▶ _DOCUMENT EXTRACT_:
▽

OctoTools: An Agentic Framework with Extensible Tools for Complex Reasoning
Pan Lu, Bowen Chen, Sheng Liu, Rahul Thapa, Joseph Boen, James Zou
2025-02-19

Summary
This paper talks about OctoTools, a new AI system that helps large language models (LLMs) solve complex problems more effectively by using various tools and planning strategies.
What's the problem?
Current AI systems struggle with complex tasks that require understanding images, retrieving specific knowledge, doing math, and thinking through multiple steps. Existing solutions that give AI models extra tools are limited to specific areas, don't have many tool options, or need extra training data to work well.
What's the solution?
The researchers created OctoTools, which is like a smart assistant for AI models. It uses 'tool cards' to describe what different tools can do, has a planner to figure out how to use these tools, and an executor to actually use them. OctoTools doesn't need extra training and can work with many different types of problems. They tested it on 16 different tasks and found it did much better than other AI systems, including some of the best ones like GPT-4o.
Why it matters?
This matters because it could make AI systems much more capable and flexible in solving real-world problems. By giving AI the ability to use tools and plan better, OctoTools could help in areas like medicine, science, and education where complex reasoning is needed. It's also important because it works without needing extra training, which makes it easier and cheaper to use in different situations.

△

Saved entries:
▽

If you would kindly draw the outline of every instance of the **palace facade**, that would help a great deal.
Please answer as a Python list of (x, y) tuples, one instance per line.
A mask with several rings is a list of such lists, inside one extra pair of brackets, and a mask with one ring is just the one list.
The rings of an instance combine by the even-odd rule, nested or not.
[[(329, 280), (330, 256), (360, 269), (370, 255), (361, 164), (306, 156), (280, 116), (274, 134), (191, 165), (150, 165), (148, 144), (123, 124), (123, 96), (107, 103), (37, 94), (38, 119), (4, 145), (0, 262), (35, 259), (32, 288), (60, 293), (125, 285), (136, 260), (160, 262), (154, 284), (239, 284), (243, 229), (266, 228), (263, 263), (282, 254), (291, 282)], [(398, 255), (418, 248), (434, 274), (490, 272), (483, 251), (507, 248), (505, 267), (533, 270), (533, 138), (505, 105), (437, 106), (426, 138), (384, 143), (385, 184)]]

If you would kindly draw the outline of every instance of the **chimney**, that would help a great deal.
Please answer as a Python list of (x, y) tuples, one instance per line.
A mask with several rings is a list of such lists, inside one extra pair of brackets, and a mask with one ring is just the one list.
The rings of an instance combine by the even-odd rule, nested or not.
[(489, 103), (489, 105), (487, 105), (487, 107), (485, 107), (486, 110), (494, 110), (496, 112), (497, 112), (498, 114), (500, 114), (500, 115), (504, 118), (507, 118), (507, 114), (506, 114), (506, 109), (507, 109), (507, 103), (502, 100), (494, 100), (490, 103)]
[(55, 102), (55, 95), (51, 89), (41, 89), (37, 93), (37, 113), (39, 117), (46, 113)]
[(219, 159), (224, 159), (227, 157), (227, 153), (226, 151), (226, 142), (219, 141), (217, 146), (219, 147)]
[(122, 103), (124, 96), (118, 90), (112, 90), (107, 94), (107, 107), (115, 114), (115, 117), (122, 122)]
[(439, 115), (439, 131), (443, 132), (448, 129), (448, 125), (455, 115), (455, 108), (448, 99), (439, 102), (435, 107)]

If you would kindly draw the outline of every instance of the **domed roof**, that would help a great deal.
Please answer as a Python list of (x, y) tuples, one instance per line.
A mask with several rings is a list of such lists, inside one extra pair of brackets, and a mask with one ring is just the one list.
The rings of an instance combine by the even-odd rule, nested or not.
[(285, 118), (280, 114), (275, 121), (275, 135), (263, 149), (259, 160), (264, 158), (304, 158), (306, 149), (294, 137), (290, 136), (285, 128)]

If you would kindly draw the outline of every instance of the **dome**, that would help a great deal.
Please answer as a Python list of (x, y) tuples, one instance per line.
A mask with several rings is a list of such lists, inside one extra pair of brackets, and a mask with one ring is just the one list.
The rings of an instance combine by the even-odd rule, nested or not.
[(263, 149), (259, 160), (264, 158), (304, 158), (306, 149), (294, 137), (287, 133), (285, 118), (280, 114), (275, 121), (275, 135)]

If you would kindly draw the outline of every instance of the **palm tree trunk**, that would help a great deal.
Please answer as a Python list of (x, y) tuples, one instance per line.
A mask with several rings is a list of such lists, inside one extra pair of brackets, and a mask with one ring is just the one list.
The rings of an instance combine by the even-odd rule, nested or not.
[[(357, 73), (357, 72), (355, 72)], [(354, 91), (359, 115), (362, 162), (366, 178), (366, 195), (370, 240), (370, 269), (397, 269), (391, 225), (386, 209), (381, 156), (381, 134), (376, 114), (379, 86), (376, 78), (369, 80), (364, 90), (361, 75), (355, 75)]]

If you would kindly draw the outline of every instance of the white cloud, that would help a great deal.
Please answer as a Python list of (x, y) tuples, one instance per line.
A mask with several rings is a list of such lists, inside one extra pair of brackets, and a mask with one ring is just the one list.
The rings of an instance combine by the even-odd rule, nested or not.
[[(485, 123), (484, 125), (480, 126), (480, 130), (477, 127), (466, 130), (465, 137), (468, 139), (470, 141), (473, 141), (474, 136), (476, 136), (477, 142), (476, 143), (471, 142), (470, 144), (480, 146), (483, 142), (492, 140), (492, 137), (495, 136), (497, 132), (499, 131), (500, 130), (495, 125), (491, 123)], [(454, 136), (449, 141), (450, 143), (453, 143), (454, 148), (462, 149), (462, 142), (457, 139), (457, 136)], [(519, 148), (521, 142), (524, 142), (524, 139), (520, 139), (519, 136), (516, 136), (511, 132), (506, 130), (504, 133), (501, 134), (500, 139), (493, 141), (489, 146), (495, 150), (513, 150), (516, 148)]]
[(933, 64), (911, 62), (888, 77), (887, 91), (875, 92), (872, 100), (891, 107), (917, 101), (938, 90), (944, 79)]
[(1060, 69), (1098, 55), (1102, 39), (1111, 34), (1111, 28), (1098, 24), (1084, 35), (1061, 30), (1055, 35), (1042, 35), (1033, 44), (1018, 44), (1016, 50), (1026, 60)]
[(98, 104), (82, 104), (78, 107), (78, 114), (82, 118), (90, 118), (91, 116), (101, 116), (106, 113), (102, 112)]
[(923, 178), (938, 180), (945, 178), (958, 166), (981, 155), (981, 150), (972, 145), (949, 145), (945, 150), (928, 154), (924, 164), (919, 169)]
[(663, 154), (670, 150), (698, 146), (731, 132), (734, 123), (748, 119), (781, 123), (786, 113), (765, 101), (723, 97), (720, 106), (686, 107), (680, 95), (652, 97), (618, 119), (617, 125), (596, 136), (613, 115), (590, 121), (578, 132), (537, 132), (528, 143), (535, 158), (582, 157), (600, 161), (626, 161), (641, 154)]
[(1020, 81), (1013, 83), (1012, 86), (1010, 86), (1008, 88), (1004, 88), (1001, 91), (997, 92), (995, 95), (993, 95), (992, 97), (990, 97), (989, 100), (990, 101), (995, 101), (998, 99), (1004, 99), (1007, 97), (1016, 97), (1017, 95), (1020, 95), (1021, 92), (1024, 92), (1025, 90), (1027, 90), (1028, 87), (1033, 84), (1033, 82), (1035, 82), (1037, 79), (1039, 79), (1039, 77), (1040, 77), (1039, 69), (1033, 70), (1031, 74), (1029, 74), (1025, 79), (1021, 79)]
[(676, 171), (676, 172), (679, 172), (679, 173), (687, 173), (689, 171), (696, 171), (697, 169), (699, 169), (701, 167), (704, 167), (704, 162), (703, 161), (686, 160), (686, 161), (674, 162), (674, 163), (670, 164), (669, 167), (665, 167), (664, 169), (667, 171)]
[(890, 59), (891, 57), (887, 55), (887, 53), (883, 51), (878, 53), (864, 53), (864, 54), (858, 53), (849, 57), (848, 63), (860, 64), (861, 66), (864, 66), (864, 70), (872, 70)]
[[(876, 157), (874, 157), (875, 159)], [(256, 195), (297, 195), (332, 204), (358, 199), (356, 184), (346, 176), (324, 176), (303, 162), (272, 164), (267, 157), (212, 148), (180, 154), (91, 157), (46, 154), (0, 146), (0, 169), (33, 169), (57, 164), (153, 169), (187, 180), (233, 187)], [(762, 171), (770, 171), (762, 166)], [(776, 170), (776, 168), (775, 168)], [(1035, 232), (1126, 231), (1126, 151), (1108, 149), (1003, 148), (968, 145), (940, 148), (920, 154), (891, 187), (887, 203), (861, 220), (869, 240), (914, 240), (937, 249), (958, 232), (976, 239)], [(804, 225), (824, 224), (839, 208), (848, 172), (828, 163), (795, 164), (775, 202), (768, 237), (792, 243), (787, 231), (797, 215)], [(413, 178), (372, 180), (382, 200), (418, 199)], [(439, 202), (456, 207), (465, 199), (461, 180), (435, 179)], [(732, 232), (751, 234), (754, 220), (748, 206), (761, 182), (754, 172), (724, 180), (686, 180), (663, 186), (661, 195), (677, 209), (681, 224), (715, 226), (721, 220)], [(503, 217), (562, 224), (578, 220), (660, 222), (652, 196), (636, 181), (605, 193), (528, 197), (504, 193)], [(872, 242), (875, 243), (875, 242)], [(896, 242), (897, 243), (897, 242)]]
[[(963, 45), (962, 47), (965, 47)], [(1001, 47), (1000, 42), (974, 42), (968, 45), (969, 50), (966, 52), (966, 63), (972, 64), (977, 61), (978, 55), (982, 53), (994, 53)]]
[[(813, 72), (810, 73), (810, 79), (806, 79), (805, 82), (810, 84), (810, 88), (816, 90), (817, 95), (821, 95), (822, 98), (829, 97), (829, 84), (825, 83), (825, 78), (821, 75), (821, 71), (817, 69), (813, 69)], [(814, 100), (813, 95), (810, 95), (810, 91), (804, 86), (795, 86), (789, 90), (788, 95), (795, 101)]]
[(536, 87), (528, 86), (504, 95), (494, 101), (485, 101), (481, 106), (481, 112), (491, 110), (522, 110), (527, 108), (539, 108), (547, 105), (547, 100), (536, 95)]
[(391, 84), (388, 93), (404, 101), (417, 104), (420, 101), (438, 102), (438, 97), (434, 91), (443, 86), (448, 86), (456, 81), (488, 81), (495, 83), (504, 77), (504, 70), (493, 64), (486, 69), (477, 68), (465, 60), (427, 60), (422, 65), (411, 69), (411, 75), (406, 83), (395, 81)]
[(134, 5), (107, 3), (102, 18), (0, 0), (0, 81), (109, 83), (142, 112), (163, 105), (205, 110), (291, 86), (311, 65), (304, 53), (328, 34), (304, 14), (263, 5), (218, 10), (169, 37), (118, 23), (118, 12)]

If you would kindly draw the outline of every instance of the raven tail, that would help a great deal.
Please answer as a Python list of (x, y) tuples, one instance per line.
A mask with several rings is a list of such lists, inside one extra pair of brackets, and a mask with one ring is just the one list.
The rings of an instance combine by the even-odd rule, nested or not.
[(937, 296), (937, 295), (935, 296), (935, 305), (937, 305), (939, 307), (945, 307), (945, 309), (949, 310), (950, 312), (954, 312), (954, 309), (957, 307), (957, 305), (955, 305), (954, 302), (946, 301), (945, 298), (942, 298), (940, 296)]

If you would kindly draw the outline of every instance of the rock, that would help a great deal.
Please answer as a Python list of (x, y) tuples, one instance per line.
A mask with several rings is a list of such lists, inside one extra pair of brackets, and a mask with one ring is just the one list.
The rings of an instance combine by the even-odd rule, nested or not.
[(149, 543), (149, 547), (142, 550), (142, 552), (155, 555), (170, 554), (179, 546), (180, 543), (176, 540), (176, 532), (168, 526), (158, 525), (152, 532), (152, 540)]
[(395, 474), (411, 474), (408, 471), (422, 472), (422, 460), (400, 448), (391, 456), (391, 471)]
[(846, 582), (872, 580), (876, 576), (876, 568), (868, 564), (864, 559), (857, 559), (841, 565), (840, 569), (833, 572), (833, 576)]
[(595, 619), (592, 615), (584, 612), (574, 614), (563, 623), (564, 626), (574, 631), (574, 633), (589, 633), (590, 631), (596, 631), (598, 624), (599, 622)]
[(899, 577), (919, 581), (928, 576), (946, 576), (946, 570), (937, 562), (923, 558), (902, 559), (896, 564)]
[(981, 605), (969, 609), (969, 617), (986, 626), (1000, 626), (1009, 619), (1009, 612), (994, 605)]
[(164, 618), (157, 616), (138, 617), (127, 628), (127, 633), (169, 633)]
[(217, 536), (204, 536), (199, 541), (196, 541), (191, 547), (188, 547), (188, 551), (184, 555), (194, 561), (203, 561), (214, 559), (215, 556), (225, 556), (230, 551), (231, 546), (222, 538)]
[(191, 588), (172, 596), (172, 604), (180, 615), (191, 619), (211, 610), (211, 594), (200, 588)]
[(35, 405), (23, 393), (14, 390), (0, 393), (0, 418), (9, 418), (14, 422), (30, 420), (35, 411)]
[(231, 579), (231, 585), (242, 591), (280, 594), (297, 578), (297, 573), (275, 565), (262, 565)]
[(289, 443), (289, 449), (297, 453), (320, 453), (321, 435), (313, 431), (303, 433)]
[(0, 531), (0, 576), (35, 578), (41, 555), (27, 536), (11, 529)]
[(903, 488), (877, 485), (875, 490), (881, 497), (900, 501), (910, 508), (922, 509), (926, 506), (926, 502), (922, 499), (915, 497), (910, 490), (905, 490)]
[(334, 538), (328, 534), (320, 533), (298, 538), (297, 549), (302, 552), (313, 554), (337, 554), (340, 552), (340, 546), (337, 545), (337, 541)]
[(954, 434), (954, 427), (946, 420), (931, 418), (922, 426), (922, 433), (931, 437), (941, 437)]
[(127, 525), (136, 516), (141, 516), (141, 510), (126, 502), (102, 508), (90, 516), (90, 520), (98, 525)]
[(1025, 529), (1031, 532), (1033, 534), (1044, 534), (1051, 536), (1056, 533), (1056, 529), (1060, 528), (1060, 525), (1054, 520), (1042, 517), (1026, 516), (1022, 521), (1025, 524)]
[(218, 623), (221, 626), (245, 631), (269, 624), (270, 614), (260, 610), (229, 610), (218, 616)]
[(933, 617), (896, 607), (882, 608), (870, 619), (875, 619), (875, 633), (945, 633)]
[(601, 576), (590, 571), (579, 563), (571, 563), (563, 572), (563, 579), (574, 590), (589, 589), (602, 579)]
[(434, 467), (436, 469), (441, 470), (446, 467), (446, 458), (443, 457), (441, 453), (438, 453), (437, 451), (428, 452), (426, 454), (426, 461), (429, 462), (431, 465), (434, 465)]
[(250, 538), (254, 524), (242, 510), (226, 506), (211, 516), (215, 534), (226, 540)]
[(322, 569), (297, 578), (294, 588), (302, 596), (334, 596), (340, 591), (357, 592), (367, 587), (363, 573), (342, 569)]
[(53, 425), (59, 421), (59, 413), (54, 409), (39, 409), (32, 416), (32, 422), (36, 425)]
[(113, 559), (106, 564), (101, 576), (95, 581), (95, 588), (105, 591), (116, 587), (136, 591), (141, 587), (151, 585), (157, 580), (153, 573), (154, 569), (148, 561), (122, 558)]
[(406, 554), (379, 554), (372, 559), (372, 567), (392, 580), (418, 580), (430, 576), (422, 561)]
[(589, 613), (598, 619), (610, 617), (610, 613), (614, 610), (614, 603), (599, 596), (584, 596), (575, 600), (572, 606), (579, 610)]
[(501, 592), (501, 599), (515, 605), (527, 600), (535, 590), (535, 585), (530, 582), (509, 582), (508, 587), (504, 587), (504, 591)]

△

▶ _TASK 1_: Using the OctoTools summary, decide whether each statement agrees with it: (a) OctoTools needs extra training data to work well. (b) OctoTools was tested on 16 different tasks. (c) In OctoTools, the planner is the part that actually uses the tools. Answer yes or no for each and quote the words of the summary that settle it.
▶ _TASK 2_: Carry on the OctoTools summary with one short paragraph that picks up after its last sentence.

▶ _WRITTEN RESPONSE 1_:
(a) No: "OctoTools doesn't need extra training and can work with many different types of problems."
(b) Yes: "They tested it on 16 different tasks"
(c) No: "has a planner to figure out how to use these tools, and an executor to actually use them"

▶ _WRITTEN RESPONSE 2_:
Abstract
Solving complex reasoning tasks may involve visual understanding, domain knowledge retrieval, numerical calculation, and multi-step reasoning. Existing methods augment large language models (LLMs) with external tools but are restricted to specialized domains, limited tool types, or require additional training data. In this paper, we introduce OctoTools, a training-free, user-friendly, and easily extensible open-source agentic framework designed to tackle complex reasoning across diverse domains. OctoTools introduces standardized tool cards to encapsulate tool functionality, a planner for both high-level and low-level planning, and an executor to carry out tool usage. We validate OctoTools' generality across 16 diverse tasks (including MathVista, MMLU-Pro, MedQA, and GAIA-Text), achieving substantial average accuracy gains of 9.3% over GPT-4o. Furthermore, OctoTools outperforms AutoGen, GPT-Functions and LangChain by up to 10.6% when given the same set of tools. Through comprehensive analysis and ablations, OctoTools demonstrates advantages in task planning, effective tool usage, and multi-step problem solving.